*CHALLENGE*. Arrange the material below as a Markdown table with the columns "No." and "Line," numbering each row and leaving out the blank lines.

[Region outline entries]
□ □ □ □ □ □ □
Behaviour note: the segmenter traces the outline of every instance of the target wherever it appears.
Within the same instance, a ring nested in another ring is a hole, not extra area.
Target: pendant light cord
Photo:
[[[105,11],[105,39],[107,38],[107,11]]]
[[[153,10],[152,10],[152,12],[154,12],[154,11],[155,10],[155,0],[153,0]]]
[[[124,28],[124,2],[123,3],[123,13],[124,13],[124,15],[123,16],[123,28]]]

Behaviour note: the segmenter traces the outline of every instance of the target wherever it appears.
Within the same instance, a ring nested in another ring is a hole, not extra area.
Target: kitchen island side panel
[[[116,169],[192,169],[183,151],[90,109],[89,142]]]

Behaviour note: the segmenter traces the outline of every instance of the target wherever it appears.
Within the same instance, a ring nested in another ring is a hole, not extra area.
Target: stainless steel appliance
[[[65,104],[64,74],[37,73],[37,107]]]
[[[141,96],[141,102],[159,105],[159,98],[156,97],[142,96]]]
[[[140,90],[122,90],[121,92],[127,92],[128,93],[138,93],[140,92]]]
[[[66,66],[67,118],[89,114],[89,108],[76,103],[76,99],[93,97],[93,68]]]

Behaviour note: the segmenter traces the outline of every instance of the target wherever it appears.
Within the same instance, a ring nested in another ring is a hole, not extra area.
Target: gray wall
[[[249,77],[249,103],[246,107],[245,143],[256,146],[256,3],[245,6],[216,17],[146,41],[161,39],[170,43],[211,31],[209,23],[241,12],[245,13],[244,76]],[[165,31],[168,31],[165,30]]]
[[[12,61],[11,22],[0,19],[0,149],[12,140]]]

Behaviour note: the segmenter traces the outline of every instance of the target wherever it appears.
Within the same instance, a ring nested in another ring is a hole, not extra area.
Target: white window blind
□ □ □ □ □ □ □
*SOLVED EXERCISE*.
| No. | Line |
|---|---|
| 1 | Behaviour note: the segmenter traces the outline of every instance of the target wherever it appears. |
| 2 | Within the same instance, a ring nested in another ring is a hole, not extra area. |
| 3 | Target: pendant light cord |
| 4 | Photo: |
| 5 | [[[105,11],[105,39],[107,38],[107,11]]] |
| 6 | [[[153,10],[152,10],[152,12],[154,12],[154,11],[155,10],[155,0],[153,0]]] |
| 7 | [[[124,28],[124,2],[123,3],[123,13],[124,13],[124,15],[123,16],[123,28]]] |
| 8 | Behaviour note: the segmenter traces the outline of every instance of the target wherever it appears. |
| 9 | Within the same instance, a ring nested in another ring is a hole, not extra area. |
| 10 | Target: kitchen island side panel |
| 11 | [[[116,169],[192,169],[183,151],[90,109],[89,142]]] |
| 12 | Behaviour note: the segmenter traces the outline of every instance of the target wherever it appears. |
| 13 | Within the same instance, a ring nested in another ring is a hole, not extra area. |
| 14 | Target: stainless steel appliance |
| 15 | [[[65,104],[64,74],[37,73],[37,107]]] |
| 16 | [[[141,96],[141,102],[159,105],[159,98],[156,97],[142,96]]] |
| 17 | [[[140,90],[122,90],[121,92],[127,92],[128,93],[138,93],[140,92]]] |
| 18 | [[[66,66],[67,118],[89,114],[89,108],[76,103],[76,99],[93,97],[93,68]]] |
| 19 | Behaviour note: the segmenter traces the outline of every instance of the target wherever it appears. |
| 20 | Within the same instance, a ring nested in another ring is a hole, not extra area. |
| 21 | Target: gray wall |
| 22 | [[[249,77],[249,103],[246,107],[245,143],[256,146],[256,3],[245,6],[216,17],[146,41],[161,39],[170,43],[211,31],[209,23],[241,12],[245,13],[244,76]],[[165,31],[168,31],[165,30]]] |
| 23 | [[[12,61],[11,22],[0,19],[0,149],[12,140]]] |
| 24 | Behaviour note: the segmenter traces the outline of every instance of the target wherever it appears. |
| 25 | Within the same instance, a ring nested in another ring is a hole, not extra area. |
| 26 | Target: white window blind |